Stored records

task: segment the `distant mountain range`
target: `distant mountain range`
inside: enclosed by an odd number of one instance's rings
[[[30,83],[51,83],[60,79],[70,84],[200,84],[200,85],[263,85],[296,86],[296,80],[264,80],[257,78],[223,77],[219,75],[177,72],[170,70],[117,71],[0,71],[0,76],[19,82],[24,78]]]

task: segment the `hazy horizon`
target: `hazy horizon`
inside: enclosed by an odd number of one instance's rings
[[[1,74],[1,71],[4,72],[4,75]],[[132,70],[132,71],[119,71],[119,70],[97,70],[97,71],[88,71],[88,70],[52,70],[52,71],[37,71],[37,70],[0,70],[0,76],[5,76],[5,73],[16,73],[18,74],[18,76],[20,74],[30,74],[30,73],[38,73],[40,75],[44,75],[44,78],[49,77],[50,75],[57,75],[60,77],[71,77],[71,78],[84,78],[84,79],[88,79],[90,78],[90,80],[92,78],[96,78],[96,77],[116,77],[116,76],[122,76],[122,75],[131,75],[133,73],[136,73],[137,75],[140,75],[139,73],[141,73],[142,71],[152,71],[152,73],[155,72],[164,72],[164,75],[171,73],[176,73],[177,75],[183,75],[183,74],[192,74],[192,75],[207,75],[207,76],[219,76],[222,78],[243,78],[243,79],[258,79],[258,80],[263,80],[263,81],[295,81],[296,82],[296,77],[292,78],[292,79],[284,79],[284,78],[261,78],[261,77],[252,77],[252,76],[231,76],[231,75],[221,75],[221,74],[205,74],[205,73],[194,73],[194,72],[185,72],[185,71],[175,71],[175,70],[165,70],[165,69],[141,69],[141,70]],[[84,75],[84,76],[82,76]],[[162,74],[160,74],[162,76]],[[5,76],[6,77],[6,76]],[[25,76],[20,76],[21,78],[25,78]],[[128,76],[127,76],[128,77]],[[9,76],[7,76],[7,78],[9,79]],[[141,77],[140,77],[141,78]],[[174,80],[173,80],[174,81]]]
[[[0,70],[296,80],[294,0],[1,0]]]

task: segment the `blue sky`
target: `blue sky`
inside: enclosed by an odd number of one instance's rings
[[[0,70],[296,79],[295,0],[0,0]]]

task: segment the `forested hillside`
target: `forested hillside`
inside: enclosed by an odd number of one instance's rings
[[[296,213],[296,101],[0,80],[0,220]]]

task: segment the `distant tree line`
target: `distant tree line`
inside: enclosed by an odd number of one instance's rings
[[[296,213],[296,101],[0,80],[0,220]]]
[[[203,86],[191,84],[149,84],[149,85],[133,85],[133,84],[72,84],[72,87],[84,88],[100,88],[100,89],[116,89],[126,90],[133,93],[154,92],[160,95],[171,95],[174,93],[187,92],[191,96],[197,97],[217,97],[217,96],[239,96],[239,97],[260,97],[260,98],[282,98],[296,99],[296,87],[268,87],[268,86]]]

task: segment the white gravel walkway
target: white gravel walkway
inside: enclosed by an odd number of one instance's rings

» **Action item**
When you answer, set down the entries above precisely as they read.

» **Expected answer**
task: segment the `distant mountain range`
target: `distant mountain range`
inside: enclosed by an odd number of one instance's rings
[[[30,83],[51,83],[60,79],[70,84],[200,84],[200,85],[263,85],[296,86],[296,80],[264,80],[257,78],[223,77],[219,75],[177,72],[170,70],[117,71],[0,71],[0,76],[19,82],[24,78]]]

task: segment the `hazy horizon`
target: `hazy horizon`
inside: enclosed by an odd number of one instance's rings
[[[1,74],[1,71],[4,72],[4,75]],[[132,70],[132,71],[119,71],[119,70],[97,70],[97,71],[88,71],[88,70],[52,70],[52,71],[37,71],[37,70],[0,70],[0,76],[5,76],[5,73],[16,73],[18,74],[18,76],[20,74],[30,74],[30,73],[38,73],[40,75],[44,75],[44,78],[49,77],[50,75],[57,75],[60,77],[71,77],[71,78],[84,78],[84,79],[88,79],[90,78],[90,80],[92,78],[96,78],[96,77],[116,77],[116,76],[122,76],[122,75],[131,75],[133,73],[136,73],[137,75],[140,75],[139,73],[141,73],[142,71],[152,71],[152,73],[155,72],[164,72],[164,75],[171,73],[176,73],[177,75],[183,75],[183,74],[192,74],[192,75],[207,75],[207,76],[219,76],[222,78],[243,78],[243,79],[258,79],[258,80],[263,80],[263,81],[295,81],[296,82],[296,77],[292,78],[292,79],[284,79],[284,78],[261,78],[261,77],[252,77],[252,76],[231,76],[231,75],[221,75],[221,74],[205,74],[205,73],[194,73],[194,72],[185,72],[185,71],[175,71],[175,70],[165,70],[165,69],[141,69],[141,70]],[[84,75],[84,76],[82,76]],[[162,74],[160,74],[162,76]],[[5,76],[6,77],[6,76]],[[25,76],[20,76],[21,78],[25,78]],[[128,76],[127,76],[128,77]],[[9,76],[7,76],[7,78],[9,79]],[[141,77],[140,77],[141,78]],[[174,80],[173,80],[174,81]]]
[[[0,70],[296,80],[294,0],[1,0]]]

task: segment the `blue sky`
target: `blue sky`
inside: enclosed by an odd number of one instance's rings
[[[0,70],[296,79],[295,0],[0,0]]]

task: segment the `forested hillside`
target: `forested hillside`
inside: enclosed by an odd number of one instance's rings
[[[296,213],[296,101],[0,80],[0,220]]]

task: segment the `distant tree line`
target: `distant tree line`
inside: enclosed by an odd number of one instance's rings
[[[296,213],[296,101],[0,80],[0,220]]]
[[[203,86],[191,84],[149,84],[149,85],[133,85],[133,84],[72,84],[72,87],[84,88],[100,88],[100,89],[116,89],[126,90],[133,93],[154,92],[160,95],[171,95],[174,93],[187,92],[191,96],[197,97],[217,97],[217,96],[239,96],[239,97],[260,97],[260,98],[282,98],[296,99],[296,87],[268,87],[268,86]]]

task: segment the white gravel walkway
target: white gravel walkway
inside: enclosed by an odd number of one instance's rings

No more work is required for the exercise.